Exercise:
Copy the stretch of entries from the line containing "baroque palace facade?" through the line containing "[0,90,12,110]", replacing "baroque" with "ornate" and keeping everything else the same.

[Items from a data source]
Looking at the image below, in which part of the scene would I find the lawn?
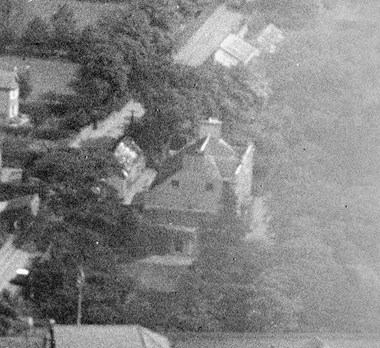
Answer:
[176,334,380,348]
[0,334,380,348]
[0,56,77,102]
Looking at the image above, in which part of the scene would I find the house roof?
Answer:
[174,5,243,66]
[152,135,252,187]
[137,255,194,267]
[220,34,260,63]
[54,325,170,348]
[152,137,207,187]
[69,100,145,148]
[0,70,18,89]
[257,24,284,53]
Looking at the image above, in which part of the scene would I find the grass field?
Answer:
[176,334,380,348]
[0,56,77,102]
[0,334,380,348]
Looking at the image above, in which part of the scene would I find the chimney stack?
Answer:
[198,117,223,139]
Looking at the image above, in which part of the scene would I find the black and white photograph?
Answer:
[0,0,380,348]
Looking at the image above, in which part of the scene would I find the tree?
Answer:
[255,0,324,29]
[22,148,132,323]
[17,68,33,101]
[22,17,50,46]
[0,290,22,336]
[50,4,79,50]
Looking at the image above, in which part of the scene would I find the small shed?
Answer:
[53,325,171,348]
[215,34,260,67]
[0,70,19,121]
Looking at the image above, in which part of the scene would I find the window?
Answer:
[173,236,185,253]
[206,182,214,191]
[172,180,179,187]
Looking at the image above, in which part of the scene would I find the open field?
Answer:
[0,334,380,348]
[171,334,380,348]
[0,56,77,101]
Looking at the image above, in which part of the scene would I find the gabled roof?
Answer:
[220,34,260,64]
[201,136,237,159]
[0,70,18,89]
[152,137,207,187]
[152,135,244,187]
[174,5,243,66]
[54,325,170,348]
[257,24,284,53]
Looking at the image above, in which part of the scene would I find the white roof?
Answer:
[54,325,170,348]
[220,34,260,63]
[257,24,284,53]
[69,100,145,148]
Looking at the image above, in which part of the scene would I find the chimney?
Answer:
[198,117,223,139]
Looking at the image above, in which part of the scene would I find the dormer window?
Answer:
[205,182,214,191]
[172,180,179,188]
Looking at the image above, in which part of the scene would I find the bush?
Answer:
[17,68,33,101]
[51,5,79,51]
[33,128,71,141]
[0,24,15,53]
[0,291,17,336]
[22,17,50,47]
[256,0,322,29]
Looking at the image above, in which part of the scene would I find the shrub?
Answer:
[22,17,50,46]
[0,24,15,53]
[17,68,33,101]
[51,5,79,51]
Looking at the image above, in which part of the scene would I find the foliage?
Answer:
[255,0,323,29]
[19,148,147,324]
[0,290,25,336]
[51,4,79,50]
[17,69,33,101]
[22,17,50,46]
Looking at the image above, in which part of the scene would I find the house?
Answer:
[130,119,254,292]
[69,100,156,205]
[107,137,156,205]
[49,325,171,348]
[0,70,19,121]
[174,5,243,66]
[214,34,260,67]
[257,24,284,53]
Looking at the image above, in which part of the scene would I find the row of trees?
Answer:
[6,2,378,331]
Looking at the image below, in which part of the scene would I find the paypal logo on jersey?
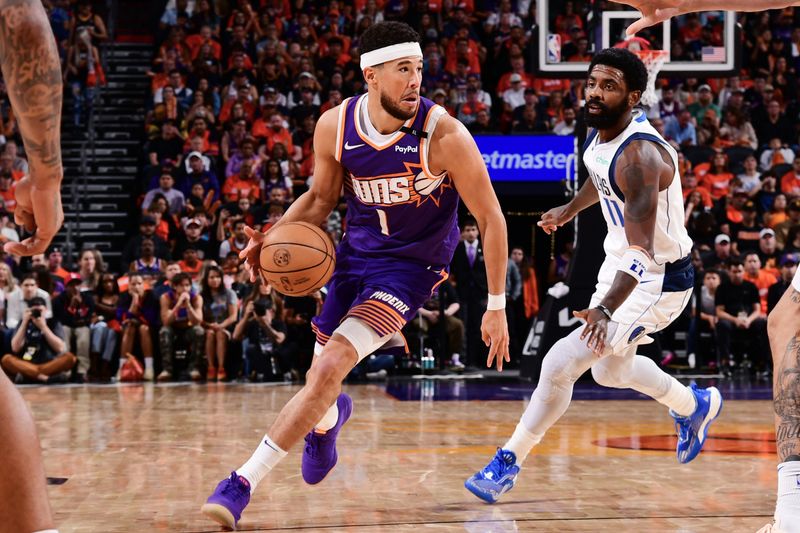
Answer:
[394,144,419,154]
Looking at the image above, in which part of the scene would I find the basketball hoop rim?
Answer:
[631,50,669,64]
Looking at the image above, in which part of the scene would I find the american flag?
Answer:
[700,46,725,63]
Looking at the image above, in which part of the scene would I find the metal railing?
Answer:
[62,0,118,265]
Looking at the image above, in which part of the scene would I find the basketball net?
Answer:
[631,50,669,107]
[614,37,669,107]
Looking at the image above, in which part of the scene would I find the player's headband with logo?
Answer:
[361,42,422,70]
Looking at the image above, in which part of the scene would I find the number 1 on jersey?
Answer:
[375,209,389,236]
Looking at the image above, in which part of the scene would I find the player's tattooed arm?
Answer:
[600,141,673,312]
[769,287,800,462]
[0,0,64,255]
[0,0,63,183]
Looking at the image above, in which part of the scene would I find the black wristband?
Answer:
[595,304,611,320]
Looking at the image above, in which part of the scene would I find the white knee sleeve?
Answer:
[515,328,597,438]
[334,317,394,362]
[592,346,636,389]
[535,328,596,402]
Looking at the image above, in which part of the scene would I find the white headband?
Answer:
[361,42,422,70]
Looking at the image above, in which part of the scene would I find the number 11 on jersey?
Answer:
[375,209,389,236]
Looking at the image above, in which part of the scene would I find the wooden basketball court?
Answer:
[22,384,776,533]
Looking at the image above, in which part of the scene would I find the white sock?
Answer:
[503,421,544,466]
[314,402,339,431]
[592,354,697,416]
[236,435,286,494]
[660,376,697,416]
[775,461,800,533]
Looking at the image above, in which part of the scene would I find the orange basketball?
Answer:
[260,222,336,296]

--

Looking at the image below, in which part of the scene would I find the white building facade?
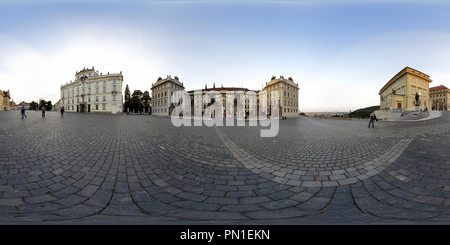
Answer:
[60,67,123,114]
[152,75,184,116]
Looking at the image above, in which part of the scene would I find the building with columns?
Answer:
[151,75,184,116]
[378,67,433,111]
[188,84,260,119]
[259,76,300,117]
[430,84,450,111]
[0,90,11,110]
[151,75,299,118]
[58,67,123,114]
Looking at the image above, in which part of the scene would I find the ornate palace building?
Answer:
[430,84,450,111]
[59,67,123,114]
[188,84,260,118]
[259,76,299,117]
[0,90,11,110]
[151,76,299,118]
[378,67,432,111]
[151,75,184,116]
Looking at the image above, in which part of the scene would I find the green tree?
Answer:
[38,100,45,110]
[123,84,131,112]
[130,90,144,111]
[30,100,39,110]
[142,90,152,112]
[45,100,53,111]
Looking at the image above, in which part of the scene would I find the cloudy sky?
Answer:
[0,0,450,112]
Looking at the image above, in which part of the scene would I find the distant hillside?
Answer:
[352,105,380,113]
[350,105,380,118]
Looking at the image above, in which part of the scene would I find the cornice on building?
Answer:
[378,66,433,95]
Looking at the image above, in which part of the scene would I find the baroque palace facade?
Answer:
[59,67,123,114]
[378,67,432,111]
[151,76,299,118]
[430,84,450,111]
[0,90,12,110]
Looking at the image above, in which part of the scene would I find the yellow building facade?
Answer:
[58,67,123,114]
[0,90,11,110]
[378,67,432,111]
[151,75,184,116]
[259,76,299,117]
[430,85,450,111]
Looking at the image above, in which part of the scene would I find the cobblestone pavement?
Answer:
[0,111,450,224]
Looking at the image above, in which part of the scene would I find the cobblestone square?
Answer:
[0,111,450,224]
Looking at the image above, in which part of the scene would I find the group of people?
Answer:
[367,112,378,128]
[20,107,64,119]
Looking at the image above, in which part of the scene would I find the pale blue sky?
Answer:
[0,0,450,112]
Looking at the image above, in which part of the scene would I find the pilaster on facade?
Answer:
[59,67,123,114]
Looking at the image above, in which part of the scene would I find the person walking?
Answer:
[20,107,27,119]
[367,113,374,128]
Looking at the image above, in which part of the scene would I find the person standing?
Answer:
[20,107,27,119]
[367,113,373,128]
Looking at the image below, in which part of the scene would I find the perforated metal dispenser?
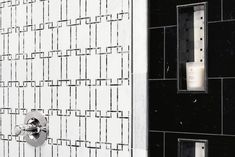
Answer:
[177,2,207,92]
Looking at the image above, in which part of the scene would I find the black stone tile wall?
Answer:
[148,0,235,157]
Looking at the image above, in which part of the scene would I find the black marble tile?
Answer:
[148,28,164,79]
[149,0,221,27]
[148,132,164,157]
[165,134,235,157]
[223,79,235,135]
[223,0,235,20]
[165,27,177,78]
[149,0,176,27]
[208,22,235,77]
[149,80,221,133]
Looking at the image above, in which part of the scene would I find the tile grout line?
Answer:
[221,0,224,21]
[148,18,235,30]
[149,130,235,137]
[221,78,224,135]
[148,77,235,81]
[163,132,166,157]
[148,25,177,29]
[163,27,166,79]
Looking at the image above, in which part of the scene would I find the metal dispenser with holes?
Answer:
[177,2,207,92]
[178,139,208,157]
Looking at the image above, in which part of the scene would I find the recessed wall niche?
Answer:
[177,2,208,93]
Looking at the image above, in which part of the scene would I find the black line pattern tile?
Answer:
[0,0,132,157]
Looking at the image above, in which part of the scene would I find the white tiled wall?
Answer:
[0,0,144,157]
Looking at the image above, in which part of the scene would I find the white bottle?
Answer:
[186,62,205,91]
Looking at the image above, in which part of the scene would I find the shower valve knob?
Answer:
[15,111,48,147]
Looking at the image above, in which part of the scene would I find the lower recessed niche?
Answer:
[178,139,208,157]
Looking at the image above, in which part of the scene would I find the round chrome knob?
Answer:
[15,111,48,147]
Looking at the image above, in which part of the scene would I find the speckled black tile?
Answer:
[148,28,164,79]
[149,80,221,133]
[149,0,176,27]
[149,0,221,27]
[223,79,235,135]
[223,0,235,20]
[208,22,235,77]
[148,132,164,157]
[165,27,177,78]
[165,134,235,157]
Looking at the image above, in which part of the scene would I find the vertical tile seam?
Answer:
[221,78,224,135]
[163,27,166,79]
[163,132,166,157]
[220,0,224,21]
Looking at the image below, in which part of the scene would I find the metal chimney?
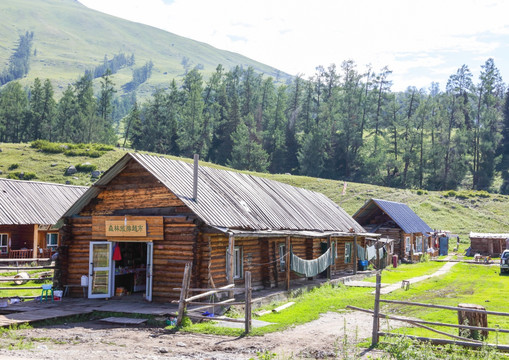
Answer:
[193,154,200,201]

Solution:
Looking at the image above, in which part of the scene would I find the ornate palace facade?
Answer:
[59,67,123,114]
[378,67,432,111]
[151,76,299,118]
[430,84,450,111]
[0,90,12,110]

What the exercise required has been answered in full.